Text passage
────────

Decellularized cardiac tissue for the development of non-immunogenic EPSs-rich biofabricated patches for cardiac regeneration

Introduction: Cardiovascular diseases account for 32% of the global deaths, comprising different pathologies related to heart failure. The heart self-regeneration is limited, which is associated to the highest mortality and morbidity rates of cardiovascular diseases. To bridge this gap, we developed a decellularized extracellular matrix (dECM)-based cardiac patch functionalized with sulfated exopolysaccharides (EPSs) to synergistically mimic native myocardial architecture and improve cardiomyocyte electrophysiological function. In fact, the sulfated groups in EPSs have the potential to influence the conductive properties of cardiomyocytes, enhancing ion exchange and electrical coupling between cells, thus improving the propagation of electrical signals. Conclusions: The decellularization protocol using solvents and supercritical CO₂ effectively removed cellular components but requires optimization to meet the recommended DNA threshold (≤50 μg/mg tissue). Quantitative analysis confirmed the retention of key ECM components, particularly sulfated glycosaminoglycans (sGAGs), essential for preserving myocardial structural and biochemical properties. Exopolysaccharides (EPS) from Porphyridium cruentum were successfully extracted and purified, showing a sulfate content of 6%. Future work will focus on integrating EPS with hydrogels to develop bioengineered cardiac patches supporting cardiomyocyte culture and myocardial repair.

────────

Using the abstract on the decellularized cardiac patch, answer these:
(a) What percentage of global deaths is attributed to cardiovascular diseases?
(b) What DNA threshold does the decellularization protocol still need to meet?
(c) What sulfate content did the exopolysaccharides from Porphyridium cruentum show?
The records have no connection to the abstract on the decellularized cardiac patch.

Data excerpts
────────

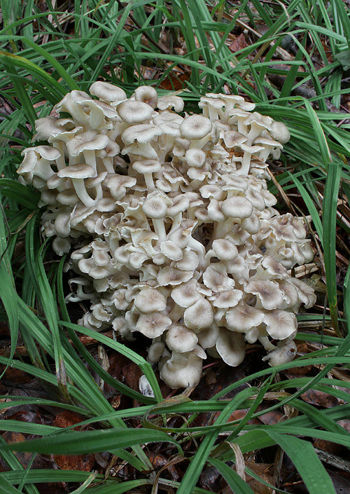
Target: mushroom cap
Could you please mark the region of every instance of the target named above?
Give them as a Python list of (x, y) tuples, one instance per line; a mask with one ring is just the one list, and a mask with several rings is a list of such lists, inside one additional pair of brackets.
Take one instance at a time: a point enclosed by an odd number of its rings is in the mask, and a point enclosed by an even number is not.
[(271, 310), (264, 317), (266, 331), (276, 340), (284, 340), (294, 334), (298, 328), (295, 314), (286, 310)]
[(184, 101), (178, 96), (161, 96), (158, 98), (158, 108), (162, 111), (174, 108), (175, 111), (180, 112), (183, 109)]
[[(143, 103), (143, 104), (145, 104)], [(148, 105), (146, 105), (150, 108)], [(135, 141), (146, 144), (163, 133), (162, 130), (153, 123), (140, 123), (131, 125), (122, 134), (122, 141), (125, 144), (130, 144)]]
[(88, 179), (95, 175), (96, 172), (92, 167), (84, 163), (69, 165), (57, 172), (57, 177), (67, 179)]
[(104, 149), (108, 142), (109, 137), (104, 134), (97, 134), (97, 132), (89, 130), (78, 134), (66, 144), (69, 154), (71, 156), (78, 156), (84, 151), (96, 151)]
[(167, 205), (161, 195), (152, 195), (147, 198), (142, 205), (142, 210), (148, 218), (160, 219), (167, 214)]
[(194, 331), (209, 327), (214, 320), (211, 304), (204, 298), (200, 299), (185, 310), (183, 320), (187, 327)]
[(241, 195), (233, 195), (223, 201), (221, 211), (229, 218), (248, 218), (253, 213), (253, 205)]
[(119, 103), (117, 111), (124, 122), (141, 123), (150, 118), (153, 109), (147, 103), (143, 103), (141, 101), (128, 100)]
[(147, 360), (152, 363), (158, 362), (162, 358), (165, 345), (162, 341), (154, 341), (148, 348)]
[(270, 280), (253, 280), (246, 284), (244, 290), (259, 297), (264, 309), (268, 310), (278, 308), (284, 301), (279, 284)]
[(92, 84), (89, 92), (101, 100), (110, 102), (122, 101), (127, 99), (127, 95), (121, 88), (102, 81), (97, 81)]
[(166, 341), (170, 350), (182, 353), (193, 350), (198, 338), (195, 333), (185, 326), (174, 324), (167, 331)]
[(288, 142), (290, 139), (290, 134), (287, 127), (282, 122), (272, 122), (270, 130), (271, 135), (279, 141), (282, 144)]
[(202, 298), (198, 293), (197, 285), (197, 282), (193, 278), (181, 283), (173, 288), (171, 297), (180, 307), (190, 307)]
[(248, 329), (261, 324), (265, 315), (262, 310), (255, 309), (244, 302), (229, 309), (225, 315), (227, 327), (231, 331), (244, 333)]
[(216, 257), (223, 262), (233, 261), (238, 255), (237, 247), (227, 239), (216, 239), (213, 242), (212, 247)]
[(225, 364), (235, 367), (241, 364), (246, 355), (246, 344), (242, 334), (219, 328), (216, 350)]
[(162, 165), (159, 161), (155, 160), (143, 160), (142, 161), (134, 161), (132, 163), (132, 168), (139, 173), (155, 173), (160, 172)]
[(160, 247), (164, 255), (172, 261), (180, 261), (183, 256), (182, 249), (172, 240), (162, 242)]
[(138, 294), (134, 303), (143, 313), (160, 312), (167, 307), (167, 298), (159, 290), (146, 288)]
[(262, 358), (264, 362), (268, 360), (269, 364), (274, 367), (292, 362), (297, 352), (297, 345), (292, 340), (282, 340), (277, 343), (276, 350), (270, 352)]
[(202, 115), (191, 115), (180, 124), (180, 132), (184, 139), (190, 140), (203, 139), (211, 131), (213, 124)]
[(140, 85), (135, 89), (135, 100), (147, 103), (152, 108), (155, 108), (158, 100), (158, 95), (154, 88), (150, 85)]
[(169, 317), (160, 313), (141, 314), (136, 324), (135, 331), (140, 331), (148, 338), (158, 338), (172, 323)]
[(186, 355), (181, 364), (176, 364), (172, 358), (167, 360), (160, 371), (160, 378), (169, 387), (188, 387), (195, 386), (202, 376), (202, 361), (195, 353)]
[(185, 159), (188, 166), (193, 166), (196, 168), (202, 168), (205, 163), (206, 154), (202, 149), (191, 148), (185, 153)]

────────

Expected output
(a) 32%
(b) ≤50 μg/mg tissue
(c) 6%